## WHAT IS REQUIRED
Reproduce verbatim the stretch of lines from the one containing "the cockpit window?" through the one containing "[9,1,32,40]", including both of those lines and nothing else.

Region labeling records
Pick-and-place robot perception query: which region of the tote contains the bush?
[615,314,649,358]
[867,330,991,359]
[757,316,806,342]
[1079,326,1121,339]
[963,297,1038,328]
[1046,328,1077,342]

...

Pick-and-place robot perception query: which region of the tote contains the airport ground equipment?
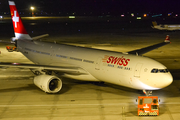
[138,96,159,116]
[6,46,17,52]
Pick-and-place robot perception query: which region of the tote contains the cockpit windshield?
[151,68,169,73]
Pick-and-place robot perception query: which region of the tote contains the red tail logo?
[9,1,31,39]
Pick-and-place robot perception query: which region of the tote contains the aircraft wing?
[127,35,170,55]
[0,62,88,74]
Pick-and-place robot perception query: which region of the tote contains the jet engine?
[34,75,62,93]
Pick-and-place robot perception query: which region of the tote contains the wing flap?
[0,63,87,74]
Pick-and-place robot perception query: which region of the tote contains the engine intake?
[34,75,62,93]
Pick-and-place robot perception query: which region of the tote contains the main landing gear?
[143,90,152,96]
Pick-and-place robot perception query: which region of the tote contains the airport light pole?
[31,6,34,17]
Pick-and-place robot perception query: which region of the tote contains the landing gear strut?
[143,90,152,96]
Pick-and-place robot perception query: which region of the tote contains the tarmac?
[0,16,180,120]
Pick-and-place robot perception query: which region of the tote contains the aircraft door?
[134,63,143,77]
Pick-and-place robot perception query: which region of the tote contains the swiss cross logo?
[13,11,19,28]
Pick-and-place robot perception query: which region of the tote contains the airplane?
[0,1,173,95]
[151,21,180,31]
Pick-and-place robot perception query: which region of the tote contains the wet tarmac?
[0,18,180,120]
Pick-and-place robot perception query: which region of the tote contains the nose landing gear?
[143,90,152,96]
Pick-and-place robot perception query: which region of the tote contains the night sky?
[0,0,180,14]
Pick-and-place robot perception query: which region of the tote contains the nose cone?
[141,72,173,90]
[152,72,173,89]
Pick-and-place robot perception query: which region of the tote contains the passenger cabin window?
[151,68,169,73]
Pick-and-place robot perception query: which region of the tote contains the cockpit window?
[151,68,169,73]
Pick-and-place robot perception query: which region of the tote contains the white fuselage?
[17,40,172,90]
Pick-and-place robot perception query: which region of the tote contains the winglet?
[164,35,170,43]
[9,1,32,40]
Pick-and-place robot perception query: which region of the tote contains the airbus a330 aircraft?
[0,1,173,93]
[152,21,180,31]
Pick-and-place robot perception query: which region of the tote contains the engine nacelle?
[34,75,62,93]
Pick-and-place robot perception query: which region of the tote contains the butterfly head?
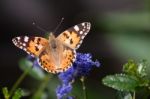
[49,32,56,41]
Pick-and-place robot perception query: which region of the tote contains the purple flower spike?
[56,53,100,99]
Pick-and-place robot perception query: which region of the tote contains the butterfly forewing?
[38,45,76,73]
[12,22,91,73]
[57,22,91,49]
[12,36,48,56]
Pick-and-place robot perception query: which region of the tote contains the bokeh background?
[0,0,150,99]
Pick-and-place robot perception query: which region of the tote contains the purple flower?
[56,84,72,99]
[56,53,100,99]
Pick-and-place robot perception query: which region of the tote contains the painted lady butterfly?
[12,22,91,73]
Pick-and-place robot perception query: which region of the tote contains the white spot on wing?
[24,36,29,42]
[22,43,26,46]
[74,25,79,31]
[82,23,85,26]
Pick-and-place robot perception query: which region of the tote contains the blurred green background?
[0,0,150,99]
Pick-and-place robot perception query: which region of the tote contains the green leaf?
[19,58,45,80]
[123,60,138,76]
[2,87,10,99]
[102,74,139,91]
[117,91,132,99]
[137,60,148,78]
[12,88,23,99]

## REPLY TO THE EXERCISE
Pick-and-place robot perception query: which region of the tote contains the cockpit window?
[151,68,169,73]
Pick-and-place robot perception query: which region of the tote contains the white fuselage?
[17,40,172,90]
Pick-and-place robot perception query: which region of the tote contains the winglet?
[164,35,170,43]
[9,1,32,40]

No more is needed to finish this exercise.